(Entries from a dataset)

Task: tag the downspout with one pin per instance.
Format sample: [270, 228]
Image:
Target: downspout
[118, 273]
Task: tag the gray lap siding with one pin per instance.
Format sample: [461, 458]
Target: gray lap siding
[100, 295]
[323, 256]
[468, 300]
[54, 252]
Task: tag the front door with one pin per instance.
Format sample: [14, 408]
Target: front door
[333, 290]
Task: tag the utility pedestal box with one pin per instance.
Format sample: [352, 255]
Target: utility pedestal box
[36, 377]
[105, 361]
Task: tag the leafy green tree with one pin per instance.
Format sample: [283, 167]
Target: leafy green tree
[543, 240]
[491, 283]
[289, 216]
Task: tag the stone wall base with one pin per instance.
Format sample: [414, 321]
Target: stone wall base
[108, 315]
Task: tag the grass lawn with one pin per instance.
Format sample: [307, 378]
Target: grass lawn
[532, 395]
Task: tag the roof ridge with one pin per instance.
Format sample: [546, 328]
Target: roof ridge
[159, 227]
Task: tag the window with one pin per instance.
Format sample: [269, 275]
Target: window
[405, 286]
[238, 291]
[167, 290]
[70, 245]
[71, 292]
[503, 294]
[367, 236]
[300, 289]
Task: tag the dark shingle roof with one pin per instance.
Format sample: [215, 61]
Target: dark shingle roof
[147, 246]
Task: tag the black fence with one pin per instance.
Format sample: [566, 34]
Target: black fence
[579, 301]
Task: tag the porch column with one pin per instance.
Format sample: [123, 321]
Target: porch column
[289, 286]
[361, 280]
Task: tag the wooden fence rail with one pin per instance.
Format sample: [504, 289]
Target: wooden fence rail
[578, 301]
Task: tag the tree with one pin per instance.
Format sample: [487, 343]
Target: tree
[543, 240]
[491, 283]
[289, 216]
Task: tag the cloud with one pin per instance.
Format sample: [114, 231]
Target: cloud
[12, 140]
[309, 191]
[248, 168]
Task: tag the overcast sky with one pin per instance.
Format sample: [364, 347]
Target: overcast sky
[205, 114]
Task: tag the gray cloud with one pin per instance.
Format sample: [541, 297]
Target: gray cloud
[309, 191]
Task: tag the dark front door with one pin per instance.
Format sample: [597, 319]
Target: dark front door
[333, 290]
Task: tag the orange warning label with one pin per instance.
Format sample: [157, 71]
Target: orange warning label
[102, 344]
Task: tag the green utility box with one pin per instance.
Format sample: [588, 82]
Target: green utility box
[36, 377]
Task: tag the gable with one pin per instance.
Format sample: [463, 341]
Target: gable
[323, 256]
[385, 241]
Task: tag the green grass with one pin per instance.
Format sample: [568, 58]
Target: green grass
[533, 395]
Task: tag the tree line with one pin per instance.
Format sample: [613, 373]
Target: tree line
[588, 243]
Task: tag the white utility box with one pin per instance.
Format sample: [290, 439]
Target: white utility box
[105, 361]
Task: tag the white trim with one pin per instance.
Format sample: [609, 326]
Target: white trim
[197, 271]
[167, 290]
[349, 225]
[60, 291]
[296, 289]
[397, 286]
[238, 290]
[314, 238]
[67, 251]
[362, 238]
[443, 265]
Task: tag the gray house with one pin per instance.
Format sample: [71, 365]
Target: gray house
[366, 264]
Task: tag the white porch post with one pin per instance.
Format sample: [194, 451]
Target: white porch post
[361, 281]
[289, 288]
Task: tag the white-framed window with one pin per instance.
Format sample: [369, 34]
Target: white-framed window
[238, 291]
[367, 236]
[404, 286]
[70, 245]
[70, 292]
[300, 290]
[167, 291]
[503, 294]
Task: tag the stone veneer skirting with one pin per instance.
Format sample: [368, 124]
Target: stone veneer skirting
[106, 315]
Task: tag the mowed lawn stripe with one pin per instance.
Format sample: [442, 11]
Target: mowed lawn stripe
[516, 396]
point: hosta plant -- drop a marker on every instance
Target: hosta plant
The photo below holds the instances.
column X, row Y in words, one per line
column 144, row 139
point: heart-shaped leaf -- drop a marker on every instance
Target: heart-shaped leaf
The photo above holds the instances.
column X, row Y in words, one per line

■ EXERCISE DESCRIPTION ■
Copy out every line of the listing above, keeping each one unchanged.

■ RESPONSE ■
Task: tag the downspout with one pin per instance.
Format sample: [270, 228]
Image:
Target: downspout
[118, 273]
Task: tag the gray lap siding with one pin per instance.
Format sample: [461, 458]
Target: gray lap siding
[100, 295]
[323, 256]
[468, 300]
[54, 252]
Task: tag the front door with one pin per instance.
Format sample: [14, 408]
Target: front door
[333, 290]
Task: tag the utility pedestal box with one pin per instance.
Format sample: [352, 255]
Target: utility pedestal box
[36, 377]
[105, 361]
Task: tag the leafy green tree with one pin per instance.
Format sample: [283, 167]
Target: leafy green tree
[543, 240]
[491, 283]
[289, 216]
Task: tag the stone wall base with one pin per instance.
Format sample: [414, 321]
Target: stone wall base
[108, 315]
Task: tag the grass lawn with one pin per instance.
Format sample: [307, 378]
Target: grass lawn
[532, 395]
Task: tag the roof ridge with one pin per instance.
Format sample: [546, 328]
Target: roof ridge
[159, 227]
Task: tag the window with one pin per instance.
Format sample: [269, 275]
Target: window
[405, 286]
[238, 291]
[167, 290]
[70, 245]
[71, 292]
[503, 294]
[367, 236]
[300, 289]
Task: tag the dark shingle roof with one pin per instance.
Format sample: [215, 61]
Target: dark shingle roof
[147, 246]
Task: tag the black fence with one pin per instance.
Format sample: [566, 34]
Target: black fence
[579, 301]
Task: tag the porch column with one pin per instance.
Format sample: [123, 321]
Target: porch column
[289, 286]
[361, 280]
Task: tag the wooden fence rail with one pin per instance.
Format sample: [504, 289]
Target: wooden fence rail
[578, 301]
Task: tag the tree with one pin per instance.
Format sample: [487, 343]
Target: tree
[543, 240]
[491, 283]
[289, 216]
Task: tag the cloud with one pin per instance.
Format sample: [114, 231]
Target: cloud
[12, 140]
[309, 191]
[248, 168]
Task: tag the overcast sky with one pin per instance.
Format sample: [364, 347]
Target: overcast sky
[205, 114]
Task: tag the gray cloud with one pin per instance.
Format sample: [541, 297]
Target: gray cloud
[309, 191]
Task: tag the dark front door with one pin per instance.
Format sample: [597, 319]
Target: dark front door
[333, 290]
Task: tag the orange warning label with one pin per instance.
Format sample: [157, 71]
Target: orange warning label
[102, 344]
Task: tag the green utility box with one pin per instance.
Format sample: [588, 82]
Target: green utility box
[36, 377]
Task: tag the gable with one pin per instance.
Format sample: [463, 341]
Target: gable
[323, 256]
[385, 241]
Task: tag the green grass with one pin per instance.
Format sample: [568, 58]
Target: green grass
[533, 395]
Task: tag the tree line with one pin per instance.
Format sample: [613, 373]
Target: tree line
[588, 243]
Task: tag the white utility box with one pin per instance.
Format sample: [290, 439]
Target: white utility box
[105, 361]
Task: tag the white trim with one pin per instance.
Format sample: [609, 326]
Target: white trim
[197, 271]
[167, 290]
[349, 225]
[60, 291]
[296, 289]
[397, 286]
[238, 290]
[314, 238]
[67, 251]
[362, 238]
[443, 265]
Task: tag the gray house with one pin per instance.
Format sample: [71, 365]
Target: gray house
[366, 264]
Task: tag the white porch post with one pin per instance.
Format sample: [194, 451]
Target: white porch post
[361, 281]
[289, 288]
Task: tag the white-framed window with one pin per instance.
Format sample: [369, 34]
Target: white-framed window
[238, 291]
[367, 236]
[404, 286]
[70, 245]
[70, 292]
[300, 290]
[167, 291]
[503, 294]
Task: tag the stone veneer skirting with one pin per instance.
Format sample: [368, 124]
Target: stone veneer skirting
[106, 315]
Task: tag the mowed lawn stripe with one pin per instance.
Format sample: [442, 11]
Target: mowed lawn stripe
[516, 396]
point: hosta plant -- drop a marker on every instance
Target: hosta plant
The photo below holds the instances.
column X, row Y in words, one per line
column 144, row 139
point: heart-shaped leaf -- drop a marker on every instance
Target: heart-shaped leaf
The photo above holds the instances.
column X, row Y in words, one per line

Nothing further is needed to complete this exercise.